▸ OBJECTIVE
Please lay out the records below as a JSON list of strings, one string per line and blank lines omitted, covering only the stretch from the line holding "Reviewer note: every instance of the hazy" through the end of the records, inclusive.

▸ DATA TO PROCESS
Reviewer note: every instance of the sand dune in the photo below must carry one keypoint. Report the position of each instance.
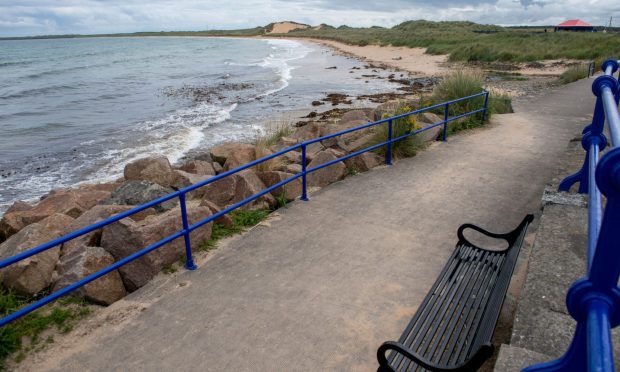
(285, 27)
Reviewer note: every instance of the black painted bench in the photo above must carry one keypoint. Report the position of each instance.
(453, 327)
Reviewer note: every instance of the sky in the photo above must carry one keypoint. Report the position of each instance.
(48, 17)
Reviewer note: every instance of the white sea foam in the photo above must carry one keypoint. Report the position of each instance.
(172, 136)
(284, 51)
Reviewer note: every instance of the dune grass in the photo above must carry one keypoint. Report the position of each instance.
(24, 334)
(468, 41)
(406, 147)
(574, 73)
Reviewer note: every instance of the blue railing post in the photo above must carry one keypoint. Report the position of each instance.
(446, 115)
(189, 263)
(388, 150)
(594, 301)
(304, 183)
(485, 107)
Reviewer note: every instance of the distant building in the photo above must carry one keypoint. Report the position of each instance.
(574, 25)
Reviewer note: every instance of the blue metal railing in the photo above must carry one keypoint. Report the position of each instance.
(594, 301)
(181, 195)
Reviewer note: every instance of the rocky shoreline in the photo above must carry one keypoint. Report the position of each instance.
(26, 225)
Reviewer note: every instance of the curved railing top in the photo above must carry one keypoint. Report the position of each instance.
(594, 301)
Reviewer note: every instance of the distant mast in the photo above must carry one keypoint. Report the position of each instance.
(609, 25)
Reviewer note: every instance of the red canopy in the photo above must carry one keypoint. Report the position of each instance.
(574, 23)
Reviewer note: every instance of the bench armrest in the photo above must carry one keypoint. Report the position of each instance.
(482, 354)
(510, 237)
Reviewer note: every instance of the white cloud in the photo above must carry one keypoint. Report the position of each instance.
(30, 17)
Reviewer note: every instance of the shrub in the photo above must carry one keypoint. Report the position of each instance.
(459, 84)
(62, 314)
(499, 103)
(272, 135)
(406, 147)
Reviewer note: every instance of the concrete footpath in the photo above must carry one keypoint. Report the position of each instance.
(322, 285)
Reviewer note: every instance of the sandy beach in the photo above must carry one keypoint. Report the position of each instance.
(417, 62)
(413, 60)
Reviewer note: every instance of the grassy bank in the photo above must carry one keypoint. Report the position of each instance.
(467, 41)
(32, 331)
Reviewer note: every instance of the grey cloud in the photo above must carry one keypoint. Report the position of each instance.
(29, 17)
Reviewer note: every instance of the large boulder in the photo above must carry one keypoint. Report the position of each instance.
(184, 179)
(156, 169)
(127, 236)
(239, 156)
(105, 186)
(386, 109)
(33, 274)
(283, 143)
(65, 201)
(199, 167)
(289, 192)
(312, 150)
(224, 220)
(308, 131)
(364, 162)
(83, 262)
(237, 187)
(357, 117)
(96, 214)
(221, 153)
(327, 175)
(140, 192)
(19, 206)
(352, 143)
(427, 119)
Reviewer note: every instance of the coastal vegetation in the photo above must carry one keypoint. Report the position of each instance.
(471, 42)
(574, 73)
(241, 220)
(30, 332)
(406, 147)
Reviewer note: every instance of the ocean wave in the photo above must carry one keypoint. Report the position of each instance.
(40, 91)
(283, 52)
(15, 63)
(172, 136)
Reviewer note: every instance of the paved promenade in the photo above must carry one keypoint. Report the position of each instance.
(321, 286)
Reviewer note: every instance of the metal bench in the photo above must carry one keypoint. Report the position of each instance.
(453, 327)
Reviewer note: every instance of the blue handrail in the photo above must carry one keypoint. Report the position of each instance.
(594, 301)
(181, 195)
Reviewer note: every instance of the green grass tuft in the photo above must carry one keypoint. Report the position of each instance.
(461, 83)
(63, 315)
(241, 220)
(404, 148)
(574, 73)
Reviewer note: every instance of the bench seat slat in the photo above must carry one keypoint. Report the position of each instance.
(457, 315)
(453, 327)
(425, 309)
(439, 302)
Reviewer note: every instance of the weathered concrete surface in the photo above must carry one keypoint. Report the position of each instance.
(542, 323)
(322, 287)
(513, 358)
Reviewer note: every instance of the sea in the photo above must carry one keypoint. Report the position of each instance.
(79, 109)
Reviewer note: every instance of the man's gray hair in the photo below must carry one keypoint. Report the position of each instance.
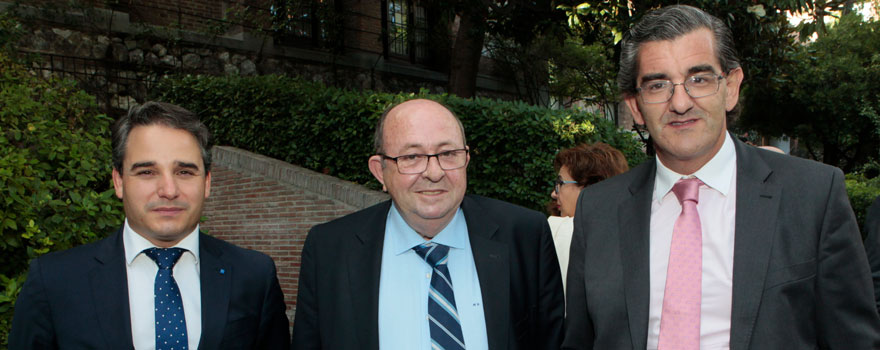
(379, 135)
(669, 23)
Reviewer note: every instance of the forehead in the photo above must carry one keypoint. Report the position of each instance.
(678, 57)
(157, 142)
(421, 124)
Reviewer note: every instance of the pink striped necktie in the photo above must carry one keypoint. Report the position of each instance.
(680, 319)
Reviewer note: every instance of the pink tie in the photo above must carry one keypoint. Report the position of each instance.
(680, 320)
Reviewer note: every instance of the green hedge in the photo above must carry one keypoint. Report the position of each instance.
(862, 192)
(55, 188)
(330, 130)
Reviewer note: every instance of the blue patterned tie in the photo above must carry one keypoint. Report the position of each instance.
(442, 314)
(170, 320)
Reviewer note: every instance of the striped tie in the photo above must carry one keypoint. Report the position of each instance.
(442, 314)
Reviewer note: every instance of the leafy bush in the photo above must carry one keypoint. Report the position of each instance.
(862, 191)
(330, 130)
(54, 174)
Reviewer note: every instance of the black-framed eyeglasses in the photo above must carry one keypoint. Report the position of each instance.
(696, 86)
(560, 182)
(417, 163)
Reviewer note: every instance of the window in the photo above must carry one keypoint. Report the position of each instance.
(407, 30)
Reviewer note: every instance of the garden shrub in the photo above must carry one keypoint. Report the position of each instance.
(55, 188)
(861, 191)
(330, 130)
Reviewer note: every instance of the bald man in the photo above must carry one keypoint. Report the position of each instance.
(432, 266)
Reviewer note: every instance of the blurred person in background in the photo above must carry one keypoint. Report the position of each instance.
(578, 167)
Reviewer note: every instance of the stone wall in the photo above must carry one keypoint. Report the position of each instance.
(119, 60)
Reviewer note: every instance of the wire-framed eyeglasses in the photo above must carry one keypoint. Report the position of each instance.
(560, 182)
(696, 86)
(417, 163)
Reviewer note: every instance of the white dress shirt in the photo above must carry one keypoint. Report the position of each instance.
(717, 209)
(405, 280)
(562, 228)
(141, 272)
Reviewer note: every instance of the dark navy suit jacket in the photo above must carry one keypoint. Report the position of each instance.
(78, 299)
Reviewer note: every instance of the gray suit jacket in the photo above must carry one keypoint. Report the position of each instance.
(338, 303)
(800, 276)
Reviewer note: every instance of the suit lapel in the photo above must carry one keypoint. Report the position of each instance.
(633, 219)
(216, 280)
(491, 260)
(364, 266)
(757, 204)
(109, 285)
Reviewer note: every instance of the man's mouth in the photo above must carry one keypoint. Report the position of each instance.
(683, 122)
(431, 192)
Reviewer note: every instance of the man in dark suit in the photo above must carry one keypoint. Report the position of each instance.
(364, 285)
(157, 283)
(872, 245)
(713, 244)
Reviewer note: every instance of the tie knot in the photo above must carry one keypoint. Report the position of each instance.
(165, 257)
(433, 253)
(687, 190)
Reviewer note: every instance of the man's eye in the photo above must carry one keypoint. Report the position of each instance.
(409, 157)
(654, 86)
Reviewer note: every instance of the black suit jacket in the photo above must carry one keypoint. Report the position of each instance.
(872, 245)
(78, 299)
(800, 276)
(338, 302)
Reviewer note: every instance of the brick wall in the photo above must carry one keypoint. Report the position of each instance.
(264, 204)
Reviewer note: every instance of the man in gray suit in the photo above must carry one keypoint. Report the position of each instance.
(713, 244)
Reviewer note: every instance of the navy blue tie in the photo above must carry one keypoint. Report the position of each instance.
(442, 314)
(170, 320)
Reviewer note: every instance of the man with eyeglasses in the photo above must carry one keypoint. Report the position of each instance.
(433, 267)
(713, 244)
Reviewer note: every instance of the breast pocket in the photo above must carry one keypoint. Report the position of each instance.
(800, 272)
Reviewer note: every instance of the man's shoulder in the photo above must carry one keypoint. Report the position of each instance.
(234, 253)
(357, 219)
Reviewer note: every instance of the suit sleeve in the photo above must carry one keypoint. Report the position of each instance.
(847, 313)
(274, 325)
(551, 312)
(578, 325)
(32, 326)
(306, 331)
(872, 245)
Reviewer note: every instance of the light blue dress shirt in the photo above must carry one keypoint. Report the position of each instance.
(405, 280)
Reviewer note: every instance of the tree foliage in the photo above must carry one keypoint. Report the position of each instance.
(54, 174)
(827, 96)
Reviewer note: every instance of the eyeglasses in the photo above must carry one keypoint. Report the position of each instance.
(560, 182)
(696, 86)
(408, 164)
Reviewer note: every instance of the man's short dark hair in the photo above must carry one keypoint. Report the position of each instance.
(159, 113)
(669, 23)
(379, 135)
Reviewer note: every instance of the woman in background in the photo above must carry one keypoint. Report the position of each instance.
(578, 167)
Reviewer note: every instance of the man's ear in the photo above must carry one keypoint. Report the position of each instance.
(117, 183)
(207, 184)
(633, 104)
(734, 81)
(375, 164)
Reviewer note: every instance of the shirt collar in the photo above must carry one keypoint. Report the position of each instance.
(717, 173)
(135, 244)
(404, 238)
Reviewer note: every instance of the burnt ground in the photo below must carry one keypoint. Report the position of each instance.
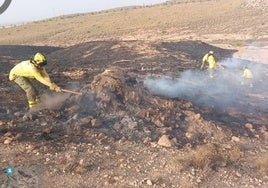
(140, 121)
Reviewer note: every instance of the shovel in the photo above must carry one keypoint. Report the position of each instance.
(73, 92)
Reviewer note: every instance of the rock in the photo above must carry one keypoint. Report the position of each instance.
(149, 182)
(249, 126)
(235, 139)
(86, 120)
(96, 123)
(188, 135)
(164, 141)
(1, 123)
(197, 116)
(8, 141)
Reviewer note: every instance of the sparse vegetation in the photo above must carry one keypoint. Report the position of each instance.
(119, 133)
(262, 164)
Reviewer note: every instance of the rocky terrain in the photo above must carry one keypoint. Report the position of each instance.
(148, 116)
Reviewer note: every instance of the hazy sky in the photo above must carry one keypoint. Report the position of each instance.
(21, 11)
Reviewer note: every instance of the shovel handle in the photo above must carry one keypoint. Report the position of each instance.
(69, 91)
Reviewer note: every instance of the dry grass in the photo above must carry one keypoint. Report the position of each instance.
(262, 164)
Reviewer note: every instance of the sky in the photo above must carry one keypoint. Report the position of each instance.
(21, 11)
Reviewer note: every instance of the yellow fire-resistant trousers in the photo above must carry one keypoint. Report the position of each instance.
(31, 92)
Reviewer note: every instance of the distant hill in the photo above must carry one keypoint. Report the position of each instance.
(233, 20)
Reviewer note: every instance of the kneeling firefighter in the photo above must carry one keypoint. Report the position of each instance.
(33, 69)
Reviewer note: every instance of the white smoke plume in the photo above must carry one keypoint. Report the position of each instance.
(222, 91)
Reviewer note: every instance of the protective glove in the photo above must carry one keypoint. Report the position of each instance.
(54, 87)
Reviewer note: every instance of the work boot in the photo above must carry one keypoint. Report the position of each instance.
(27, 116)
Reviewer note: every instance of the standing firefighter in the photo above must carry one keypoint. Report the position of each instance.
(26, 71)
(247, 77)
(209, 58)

▸ WORKED SOLUTION
[
  "Reviewer note: every instance of the hazy sky in the photo above must carry one keypoint. Report the position of each instance.",
  "(21, 11)",
  "Reviewer note: every instance of the shovel handle in the photo above must carry one keypoint. Report the position of each instance.",
  "(69, 91)",
  "Reviewer note: every instance of the dry grass in the photo above must carry one keypoint. Report the position of each instance.",
  "(262, 164)",
  "Reviewer note: every instance of the sky in the photo above must carry one keypoint. Report the position of each instance.",
  "(21, 11)",
  "Reviewer note: every instance of the yellow fire-resistant trousers in the photo above must carry one keypoint. Report the position of each instance.",
  "(31, 92)",
  "Reviewer note: every instance of the distant hill in the photo above must carry one keypoint. Report the position of each instance.",
  "(233, 20)",
  "Reviewer note: every instance of the kneeling firefighter in the photo above must carry one keypoint. Report the position of each instance.",
  "(33, 69)",
  "Reviewer note: every instance of the white smoke plume in the photo above must carry one keypoint. Report the position of each instance.",
  "(222, 91)",
  "Reviewer note: every instance of the protective glove in the photo above must carry one keypoint. Report the position of each instance.",
  "(54, 87)",
  "Reviewer note: every instance of the work boot in the photo above must carry one keypoint. Report the position of each instance.",
  "(27, 116)",
  "Reviewer note: every instance of the standing firefighter in the photo above must carry one keypoint. Report the position of each instance.",
  "(26, 71)",
  "(247, 77)",
  "(209, 58)"
]